Problem set.
a) Reproduce the stretch of the blog post from "One word we" through "what greatest wish?" word for word.
b) List each writer the blog post names, counting each person once.

Extract.

________________________________________

Monday, 9 December 2013

All that is solid melts into air


















What does All that is solid melts into air mean to us? Reading Berman for the first time this week, I was stunned by his opinions and how counterculture they were. So my question is, "All that is solid melts into the air," Marx wrote famously in The Communist Manifesto, was his prophecy as prescient as ever?
One word we can see it this coming from the story of Goesther’s Faust. If a person who will pay the greatest price in order to exchange for his greatest wish to come true, then what can this greatest wish be? For some people that would be to married to their love one, for others may be the procession of wealth or even the outmost power to some group of people. But for Faust legend of Christopher Marlowe and Johann Wolfgang von Goethe, he is already a doctor, lawer a highly successful scholar but one dissatisfied with his life who therefore decided to call on the Devil for further knowledge and magic powers with which to indulge all the pleasure and knowledge of the world. For a Christian who sold his soul  to the devil this indeed is the greatest price to pay but for what greatest wish?

________________________________________

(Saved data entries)
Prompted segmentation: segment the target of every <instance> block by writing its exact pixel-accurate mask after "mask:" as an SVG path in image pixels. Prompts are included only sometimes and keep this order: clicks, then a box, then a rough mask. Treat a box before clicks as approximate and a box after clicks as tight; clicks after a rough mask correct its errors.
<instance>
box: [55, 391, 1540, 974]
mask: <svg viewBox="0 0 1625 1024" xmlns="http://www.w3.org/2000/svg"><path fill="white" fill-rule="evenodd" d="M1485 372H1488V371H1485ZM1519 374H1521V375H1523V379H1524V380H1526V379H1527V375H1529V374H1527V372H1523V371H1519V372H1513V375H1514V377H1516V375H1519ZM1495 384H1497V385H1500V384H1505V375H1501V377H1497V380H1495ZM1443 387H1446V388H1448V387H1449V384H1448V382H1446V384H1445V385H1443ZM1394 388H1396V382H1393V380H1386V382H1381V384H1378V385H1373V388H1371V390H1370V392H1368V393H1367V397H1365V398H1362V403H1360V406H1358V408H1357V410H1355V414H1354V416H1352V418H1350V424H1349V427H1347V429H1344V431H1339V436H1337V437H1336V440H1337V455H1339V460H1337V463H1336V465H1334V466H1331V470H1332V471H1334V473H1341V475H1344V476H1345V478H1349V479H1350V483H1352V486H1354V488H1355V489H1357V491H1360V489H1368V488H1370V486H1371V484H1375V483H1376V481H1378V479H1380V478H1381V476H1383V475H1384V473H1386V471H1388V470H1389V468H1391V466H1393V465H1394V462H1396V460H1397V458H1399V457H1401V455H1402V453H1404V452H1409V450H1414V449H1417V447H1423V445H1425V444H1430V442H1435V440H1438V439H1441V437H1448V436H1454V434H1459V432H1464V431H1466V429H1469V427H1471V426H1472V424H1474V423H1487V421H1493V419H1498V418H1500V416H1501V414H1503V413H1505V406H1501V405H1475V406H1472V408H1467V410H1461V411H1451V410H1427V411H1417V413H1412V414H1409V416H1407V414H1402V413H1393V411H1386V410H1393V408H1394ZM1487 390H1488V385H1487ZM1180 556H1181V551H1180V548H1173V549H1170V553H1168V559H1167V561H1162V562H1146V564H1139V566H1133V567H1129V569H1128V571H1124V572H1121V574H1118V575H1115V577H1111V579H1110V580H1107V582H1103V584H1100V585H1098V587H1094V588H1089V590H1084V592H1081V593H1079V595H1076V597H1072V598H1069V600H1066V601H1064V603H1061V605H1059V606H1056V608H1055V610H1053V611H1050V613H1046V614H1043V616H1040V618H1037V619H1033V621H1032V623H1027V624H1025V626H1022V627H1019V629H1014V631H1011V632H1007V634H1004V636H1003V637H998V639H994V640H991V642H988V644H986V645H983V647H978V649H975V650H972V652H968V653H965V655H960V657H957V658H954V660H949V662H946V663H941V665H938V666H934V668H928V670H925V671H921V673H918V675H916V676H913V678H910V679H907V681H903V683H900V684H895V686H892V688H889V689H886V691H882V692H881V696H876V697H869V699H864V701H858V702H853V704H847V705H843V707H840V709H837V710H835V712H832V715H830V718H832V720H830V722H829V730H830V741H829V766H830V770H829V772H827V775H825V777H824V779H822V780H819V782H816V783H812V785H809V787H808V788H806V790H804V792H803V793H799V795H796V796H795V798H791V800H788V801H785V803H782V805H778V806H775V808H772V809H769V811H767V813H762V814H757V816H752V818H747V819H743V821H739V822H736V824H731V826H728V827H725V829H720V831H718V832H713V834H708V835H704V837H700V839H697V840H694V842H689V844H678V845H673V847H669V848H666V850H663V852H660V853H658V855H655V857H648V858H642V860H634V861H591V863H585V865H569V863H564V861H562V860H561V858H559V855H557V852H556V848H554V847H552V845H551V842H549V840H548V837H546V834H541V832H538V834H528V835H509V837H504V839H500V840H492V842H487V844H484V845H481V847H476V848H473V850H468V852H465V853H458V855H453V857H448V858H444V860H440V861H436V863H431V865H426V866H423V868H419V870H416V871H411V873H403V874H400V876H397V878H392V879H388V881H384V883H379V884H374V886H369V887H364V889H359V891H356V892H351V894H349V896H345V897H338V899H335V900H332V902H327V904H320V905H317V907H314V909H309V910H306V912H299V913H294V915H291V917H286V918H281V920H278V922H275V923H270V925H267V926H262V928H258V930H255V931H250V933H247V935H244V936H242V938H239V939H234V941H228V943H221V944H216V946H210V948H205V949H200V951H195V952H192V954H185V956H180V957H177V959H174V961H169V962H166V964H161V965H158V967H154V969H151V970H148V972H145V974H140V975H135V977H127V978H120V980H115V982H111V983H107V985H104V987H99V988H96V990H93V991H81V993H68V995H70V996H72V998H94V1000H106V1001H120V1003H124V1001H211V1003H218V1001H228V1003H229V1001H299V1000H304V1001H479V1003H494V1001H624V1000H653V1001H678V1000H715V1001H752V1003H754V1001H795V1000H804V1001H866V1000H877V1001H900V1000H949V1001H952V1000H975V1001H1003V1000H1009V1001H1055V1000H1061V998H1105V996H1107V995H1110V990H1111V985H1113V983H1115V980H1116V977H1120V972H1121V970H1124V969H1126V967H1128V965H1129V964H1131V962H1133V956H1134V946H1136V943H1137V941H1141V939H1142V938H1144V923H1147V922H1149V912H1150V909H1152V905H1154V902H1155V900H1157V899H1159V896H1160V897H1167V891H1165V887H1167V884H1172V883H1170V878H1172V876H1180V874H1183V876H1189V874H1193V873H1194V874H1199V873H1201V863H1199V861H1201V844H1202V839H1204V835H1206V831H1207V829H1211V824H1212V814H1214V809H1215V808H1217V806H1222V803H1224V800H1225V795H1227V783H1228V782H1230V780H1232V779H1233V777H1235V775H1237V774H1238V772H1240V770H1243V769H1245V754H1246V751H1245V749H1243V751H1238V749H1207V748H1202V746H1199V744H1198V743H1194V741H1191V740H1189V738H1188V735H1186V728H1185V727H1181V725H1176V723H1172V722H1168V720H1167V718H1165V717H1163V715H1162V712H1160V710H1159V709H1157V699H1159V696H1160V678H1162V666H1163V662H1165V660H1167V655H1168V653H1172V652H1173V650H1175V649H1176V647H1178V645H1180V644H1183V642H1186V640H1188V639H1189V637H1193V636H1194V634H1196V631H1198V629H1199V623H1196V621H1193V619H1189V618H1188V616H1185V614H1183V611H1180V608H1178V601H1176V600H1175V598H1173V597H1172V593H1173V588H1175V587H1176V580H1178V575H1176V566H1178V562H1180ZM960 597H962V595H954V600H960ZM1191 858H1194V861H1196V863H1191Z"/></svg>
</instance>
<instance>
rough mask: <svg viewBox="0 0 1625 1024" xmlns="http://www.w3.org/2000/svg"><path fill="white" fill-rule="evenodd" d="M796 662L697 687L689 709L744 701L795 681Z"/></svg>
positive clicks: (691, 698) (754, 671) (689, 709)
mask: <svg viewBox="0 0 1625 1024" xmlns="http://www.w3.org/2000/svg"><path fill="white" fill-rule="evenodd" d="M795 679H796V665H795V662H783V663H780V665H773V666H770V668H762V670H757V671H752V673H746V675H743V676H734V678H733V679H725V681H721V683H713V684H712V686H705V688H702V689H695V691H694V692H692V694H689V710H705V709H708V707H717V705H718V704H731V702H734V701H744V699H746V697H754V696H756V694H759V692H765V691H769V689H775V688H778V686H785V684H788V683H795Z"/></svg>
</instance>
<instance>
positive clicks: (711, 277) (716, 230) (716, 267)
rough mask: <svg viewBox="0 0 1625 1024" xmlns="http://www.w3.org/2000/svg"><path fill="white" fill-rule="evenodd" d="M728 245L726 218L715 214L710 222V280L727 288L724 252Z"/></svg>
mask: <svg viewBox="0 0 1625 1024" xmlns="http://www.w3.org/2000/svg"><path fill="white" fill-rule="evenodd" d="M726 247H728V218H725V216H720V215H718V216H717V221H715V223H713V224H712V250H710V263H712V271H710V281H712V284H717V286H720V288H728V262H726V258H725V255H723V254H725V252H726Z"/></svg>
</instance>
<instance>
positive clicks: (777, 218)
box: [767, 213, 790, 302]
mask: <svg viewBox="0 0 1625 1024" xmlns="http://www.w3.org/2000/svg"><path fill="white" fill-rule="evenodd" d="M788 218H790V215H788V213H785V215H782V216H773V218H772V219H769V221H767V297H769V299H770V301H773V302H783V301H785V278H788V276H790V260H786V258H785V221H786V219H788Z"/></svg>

________________________________________

Answers per task.
a)
One word we can see it this coming from the story of Goesther’s Faust. If a person who will pay the greatest price in order to exchange for his greatest wish to come true, then what can this greatest wish be? For some people that would be to married to their love one, for others may be the procession of wealth or even the outmost power to some group of people. But for Faust legend of Christopher Marlowe and Johann Wolfgang von Goethe, he is already a doctor, lawer a highly successful scholar but one dissatisfied with his life who therefore decided to call on the Devil for further knowledge and magic powers with which to indulge all the pleasure and knowledge of the world. For a Christian who sold his soul  to the devil this indeed is the greatest price to pay but for what greatest wish?

b)
Berman
Marx
Christopher Marlowe
Johann Wolfgang von Goethe